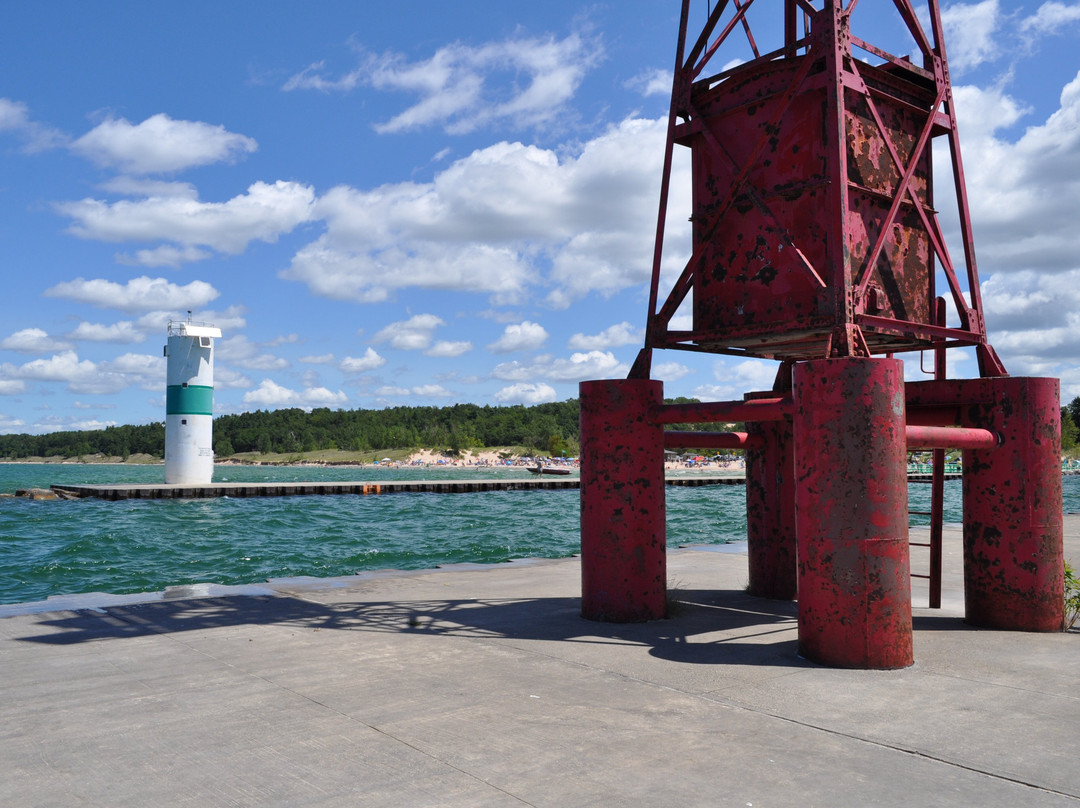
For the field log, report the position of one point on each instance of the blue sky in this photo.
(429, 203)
____
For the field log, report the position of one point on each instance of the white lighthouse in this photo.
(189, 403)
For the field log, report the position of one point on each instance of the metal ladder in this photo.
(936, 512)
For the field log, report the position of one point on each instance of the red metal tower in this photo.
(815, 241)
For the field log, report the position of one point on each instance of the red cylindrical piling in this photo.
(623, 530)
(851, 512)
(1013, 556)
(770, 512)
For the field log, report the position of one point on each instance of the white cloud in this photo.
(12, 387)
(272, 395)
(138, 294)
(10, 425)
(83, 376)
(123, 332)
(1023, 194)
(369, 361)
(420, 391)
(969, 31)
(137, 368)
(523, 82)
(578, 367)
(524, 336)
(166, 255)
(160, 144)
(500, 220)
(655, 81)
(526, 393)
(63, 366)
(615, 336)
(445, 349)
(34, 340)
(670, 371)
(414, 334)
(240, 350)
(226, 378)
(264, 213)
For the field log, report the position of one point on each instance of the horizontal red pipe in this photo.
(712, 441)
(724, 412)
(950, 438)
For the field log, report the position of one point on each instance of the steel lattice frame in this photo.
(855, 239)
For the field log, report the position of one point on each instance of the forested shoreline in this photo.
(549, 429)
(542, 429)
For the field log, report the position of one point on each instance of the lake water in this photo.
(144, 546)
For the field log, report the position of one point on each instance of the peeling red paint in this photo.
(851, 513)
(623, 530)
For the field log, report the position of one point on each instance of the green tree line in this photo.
____
§ **What is asked**
Write out the data again word for word, everything from the line containing "water in this photo." down to the line containing "tree line in this photo.", with both of those lines included and nothing else.

§ **Solution to this task**
For the field log, report the position of one point on each instance of the lake water in this photo.
(144, 546)
For the field log, report the position of one point on each instance of the peeling red paint in this photo.
(851, 513)
(623, 530)
For the field log, report the position of one point on each instance of the green tree line in this photo.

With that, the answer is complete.